EXERCISE AIM:
The pictures do not belong in the copy. Restate all of the records word for word.

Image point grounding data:
>>>

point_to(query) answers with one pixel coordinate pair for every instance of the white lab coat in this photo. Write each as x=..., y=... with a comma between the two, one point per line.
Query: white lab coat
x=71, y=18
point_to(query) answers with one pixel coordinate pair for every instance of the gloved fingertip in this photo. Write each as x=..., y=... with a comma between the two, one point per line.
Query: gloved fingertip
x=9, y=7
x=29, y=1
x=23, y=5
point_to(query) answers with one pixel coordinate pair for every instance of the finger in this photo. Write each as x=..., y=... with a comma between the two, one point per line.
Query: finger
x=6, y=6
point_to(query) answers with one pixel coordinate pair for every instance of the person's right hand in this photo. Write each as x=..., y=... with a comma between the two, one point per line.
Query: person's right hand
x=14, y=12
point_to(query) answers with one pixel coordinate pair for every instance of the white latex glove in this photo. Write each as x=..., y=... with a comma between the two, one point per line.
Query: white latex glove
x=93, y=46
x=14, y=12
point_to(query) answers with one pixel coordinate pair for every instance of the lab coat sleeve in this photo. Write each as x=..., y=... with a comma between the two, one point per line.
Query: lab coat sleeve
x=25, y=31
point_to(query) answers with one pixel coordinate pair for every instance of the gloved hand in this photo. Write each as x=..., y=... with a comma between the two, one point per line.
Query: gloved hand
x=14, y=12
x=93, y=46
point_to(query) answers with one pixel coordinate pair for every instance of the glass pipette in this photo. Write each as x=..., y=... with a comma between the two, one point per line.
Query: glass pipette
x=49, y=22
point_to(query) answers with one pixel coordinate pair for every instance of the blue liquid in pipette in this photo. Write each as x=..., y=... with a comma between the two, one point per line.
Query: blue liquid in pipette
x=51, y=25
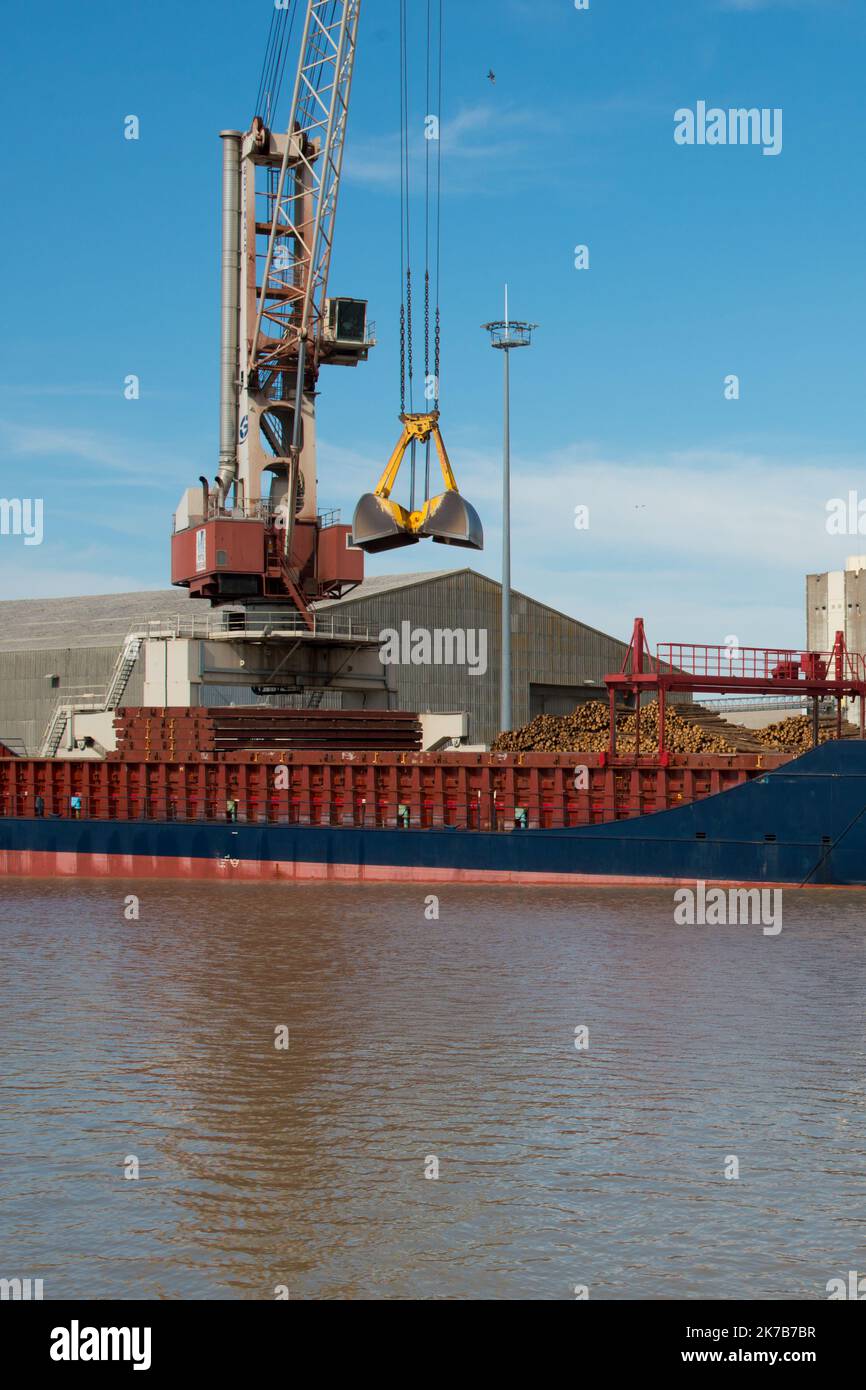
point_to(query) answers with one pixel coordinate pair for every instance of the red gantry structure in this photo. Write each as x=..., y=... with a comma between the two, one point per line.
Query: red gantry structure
x=687, y=669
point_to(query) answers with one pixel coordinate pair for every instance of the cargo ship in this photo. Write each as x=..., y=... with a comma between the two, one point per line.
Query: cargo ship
x=293, y=794
x=202, y=795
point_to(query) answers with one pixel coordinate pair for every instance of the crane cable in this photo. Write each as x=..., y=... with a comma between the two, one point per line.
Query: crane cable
x=274, y=63
x=433, y=231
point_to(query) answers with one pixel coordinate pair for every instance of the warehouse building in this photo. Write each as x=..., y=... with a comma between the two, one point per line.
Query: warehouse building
x=439, y=633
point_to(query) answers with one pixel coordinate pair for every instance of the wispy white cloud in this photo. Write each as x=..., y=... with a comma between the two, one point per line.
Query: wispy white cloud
x=477, y=139
x=99, y=451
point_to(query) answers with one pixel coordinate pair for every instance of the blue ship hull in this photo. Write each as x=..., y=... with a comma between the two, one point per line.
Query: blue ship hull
x=804, y=823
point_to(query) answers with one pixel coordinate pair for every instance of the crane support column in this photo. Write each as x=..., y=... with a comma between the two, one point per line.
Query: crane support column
x=231, y=309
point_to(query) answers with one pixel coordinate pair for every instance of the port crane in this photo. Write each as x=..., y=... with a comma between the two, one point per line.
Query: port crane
x=253, y=534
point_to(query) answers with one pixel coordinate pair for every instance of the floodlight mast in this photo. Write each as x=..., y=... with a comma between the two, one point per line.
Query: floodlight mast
x=508, y=334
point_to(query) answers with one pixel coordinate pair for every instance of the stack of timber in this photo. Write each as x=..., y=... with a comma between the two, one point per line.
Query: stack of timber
x=189, y=734
x=587, y=731
x=688, y=729
x=794, y=734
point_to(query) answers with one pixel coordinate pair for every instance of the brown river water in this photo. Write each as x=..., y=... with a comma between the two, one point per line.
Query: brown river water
x=412, y=1040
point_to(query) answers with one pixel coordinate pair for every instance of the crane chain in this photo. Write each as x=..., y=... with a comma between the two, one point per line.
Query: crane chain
x=409, y=332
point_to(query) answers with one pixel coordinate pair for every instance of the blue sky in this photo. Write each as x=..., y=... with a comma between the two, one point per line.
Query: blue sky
x=704, y=513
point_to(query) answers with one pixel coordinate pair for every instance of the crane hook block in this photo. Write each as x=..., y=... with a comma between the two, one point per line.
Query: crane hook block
x=382, y=524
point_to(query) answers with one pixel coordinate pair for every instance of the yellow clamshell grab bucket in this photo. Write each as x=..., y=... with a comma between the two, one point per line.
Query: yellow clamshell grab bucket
x=381, y=524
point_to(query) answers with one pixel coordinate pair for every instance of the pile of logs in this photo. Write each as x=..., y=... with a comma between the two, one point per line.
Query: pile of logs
x=794, y=734
x=585, y=731
x=688, y=729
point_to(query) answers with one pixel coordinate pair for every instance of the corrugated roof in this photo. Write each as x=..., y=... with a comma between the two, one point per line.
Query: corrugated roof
x=97, y=620
x=385, y=583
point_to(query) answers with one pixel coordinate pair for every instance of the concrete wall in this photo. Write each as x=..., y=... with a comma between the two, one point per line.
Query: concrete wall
x=28, y=698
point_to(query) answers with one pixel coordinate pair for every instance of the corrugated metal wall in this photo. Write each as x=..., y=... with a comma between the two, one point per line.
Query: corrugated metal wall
x=546, y=648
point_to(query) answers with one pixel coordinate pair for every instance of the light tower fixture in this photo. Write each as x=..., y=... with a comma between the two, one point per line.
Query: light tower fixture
x=505, y=335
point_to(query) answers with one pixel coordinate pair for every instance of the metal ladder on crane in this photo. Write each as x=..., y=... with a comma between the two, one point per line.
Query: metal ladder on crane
x=123, y=670
x=54, y=731
x=124, y=666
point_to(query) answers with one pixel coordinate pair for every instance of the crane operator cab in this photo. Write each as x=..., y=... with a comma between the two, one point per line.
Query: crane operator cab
x=382, y=524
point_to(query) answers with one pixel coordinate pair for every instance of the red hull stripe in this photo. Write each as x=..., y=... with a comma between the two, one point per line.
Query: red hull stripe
x=39, y=863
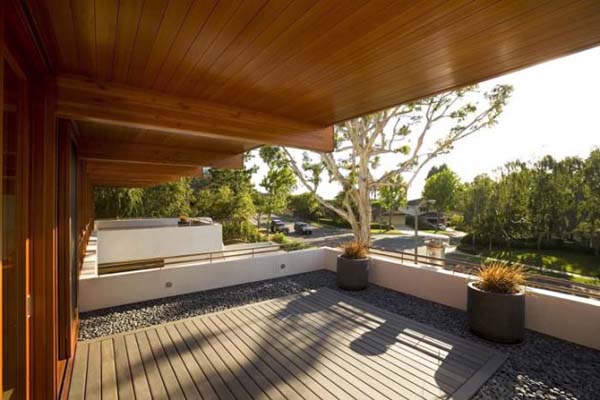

<<<

TASK SOLUTION:
point_to(query) answers with one pixel coordinate pair for every instance of the white lab coat in this photo. Write each as x=..., y=... with a comma between the two, one point per line.
Query: white lab coat
x=71, y=18
point_to(query) answers with one pixel coordinate pair for every instance of the gloved fingertip in this photo. Write each as x=..., y=... with a comma between the two, one point per line.
Query: gloved fingertip
x=9, y=7
x=29, y=1
x=23, y=5
point_to(query) answers with one pixel coordinate pair for every instance of the finger in this photo. Write each as x=..., y=... with a comma between the two, one point per line.
Query: finger
x=6, y=6
point_to(query) answers with one pixel coordinate pair for every instance of the person's right hand in this photo. Write each as x=..., y=... with a comma between the two, one point per line.
Query: person's right hand
x=14, y=12
point_to(query) answers with one pixel coordinate pair for every instance of the white latex glove in this photo. Write each as x=..., y=... with a comma between the two, one point per line.
Query: white latex glove
x=93, y=46
x=14, y=12
point_to(query) answers with one pixel coordinate pair for every instance of the lab coat sleeve in this photo. Write each as x=..., y=... with a comma between the two, one point per line.
Query: lab coat sleeve
x=25, y=31
point_to(query) answers with one pixel coordinate pair for every instance of the gloved hand in this photo. Write each as x=..., y=... with a comma between the two, one point per line.
Query: gloved hand
x=14, y=12
x=93, y=46
point_to(query) answers with one pixel coordinate pair for every instance of the glass pipette in this photo. Write each as x=..., y=... with a comma between the two, one point per line.
Query: glass pipette
x=49, y=22
point_to(query) answers with one pixel coordinate pair for every instance of the blue liquid in pipette in this photo. Write each as x=..., y=... with a comma between the two, one point per line.
Query: blue liquid in pipette
x=51, y=25
point_to(query) answers with one pixel coordinate pair for every instance of the red gantry structure in this photo. Write each as x=..., y=... with a comma between the two, one point per line.
Query: red gantry structure
x=687, y=669
point_to(query) answers with one pixel coordinate pair for every instance of the cargo ship in this photo. Write each as x=..., y=... with a comma between the two, one point per line.
Query: cargo ship
x=293, y=794
x=202, y=795
point_to(query) answers with one pixel coordinate pair for every instance of the crane cable in this photo. Write each as x=..., y=... with a comma between the two, one point per line.
Query: crane cable
x=274, y=63
x=433, y=231
point_to(query) answers with one pixel coordinate pair for every instance of the warehouse building in this photo. Write each as x=..., y=... with a comma between the two, one point per line.
Query: warehouse building
x=439, y=633
point_to(query) answers with one pixel coordinate pair for every instance of the wispy white cloud in this photo. Write each as x=..., y=... with a comma between the two, one point per line.
Query: wispy white cloud
x=477, y=139
x=99, y=451
point_to(query) answers with one pixel coordinate pair for every instance of the blue ship hull in this photo. Write each as x=..., y=... with a comma between the two, one point per line.
Query: blue ship hull
x=804, y=823
point_to(query) answers with one pixel coordinate pair for every instance of the crane support column in this photo. Write each as x=..., y=... with a comma between the two, one point per line.
Query: crane support column
x=231, y=309
point_to(query) answers with one pixel coordinate pair for every instance of the port crane in this photo. Write each as x=..., y=... with a comma between the two, one point per line.
Query: port crane
x=253, y=534
point_to(query) answers with one pixel coordinate pair for every instance of the floodlight mast in this photo. Write each as x=..., y=... with a comma between the two, one point per line.
Query: floodlight mast
x=508, y=334
point_to(query) answers with one pixel coordinate pair for every instance of the stack of timber in this photo. Write each as x=..., y=... with a comma between the two, one point per line.
Query: stack of timber
x=189, y=734
x=587, y=731
x=688, y=729
x=794, y=734
point_to(query) answers with one pixel coordinate pair for every instance of the brown river water in this photo. Write each as x=..., y=... with a comma between the two, one point per line.
Query: brown river water
x=412, y=1040
point_to(query) answers with one pixel coordinate pair for every instance of the crane chain in this photo. Write each as x=..., y=... with a comma between the two, one point per line.
Query: crane chain
x=409, y=332
point_to(query) answers with one pixel coordinate pair for every instance of the blue sky in this photo. Write each as x=..., y=... with a comma between the two, one point per line.
Query: blue sky
x=704, y=513
point_to(query) answers with one pixel coordinate pair for every instance of the crane hook block in this photo. Write each as x=..., y=... with a comma between the two, one point per line.
Query: crane hook block
x=382, y=524
point_to(query) answers with one pixel coordinate pair for every instance of the yellow clamshell grab bucket in this photo. Write each as x=..., y=... with a comma between the two, one point per line.
Query: yellow clamshell grab bucket
x=381, y=524
point_to(query) answers with one pixel coordinate pair for every instance of the pile of logs in this photo. Write each as x=..., y=... with a comma between the two, one point per line.
Query: pile of logs
x=794, y=734
x=585, y=731
x=688, y=729
point_to(query) answers with one pixel coordinate pair for every instance of the corrugated roof in this photo. Write each as x=..., y=... with a comma between the two, one point per line.
Query: corrugated roof
x=97, y=620
x=385, y=583
point_to(query) answers with one pixel coordinate pair for every instance of the concrete wall in this photo. Write each as x=..., y=... with a comma between the two, one point per line.
Query: concrete wall
x=28, y=698
point_to(query) answers with one pixel coordinate pair for every instance of the corrugated metal wall in this photo. Write each as x=..., y=... with a comma between the two, one point per line.
Query: corrugated metal wall
x=546, y=648
point_to(query) answers with one pixel coordinate pair for every instance of the light tower fixture in this photo. Write each as x=..., y=... with a comma between the two, one point per line.
Query: light tower fixture
x=505, y=335
point_to(query) answers with one pixel coordinate pair for every instance of the metal ladder on crane in this photo. Write each as x=..., y=... with a comma between the two, one point per line.
Query: metal ladder on crane
x=123, y=670
x=54, y=731
x=124, y=666
point_to(query) answers with one pixel coordinate pair for every instance of the crane operator cab in this photo. Write each as x=..., y=... with a comma between the two, one point per line.
Query: crane operator cab
x=382, y=524
point_to(query) answers with one pixel coordinate pair for every instance of the red hull stripe in this photo. Write each as x=..., y=... with a comma between the two, one point per line.
Query: red hull stripe
x=39, y=863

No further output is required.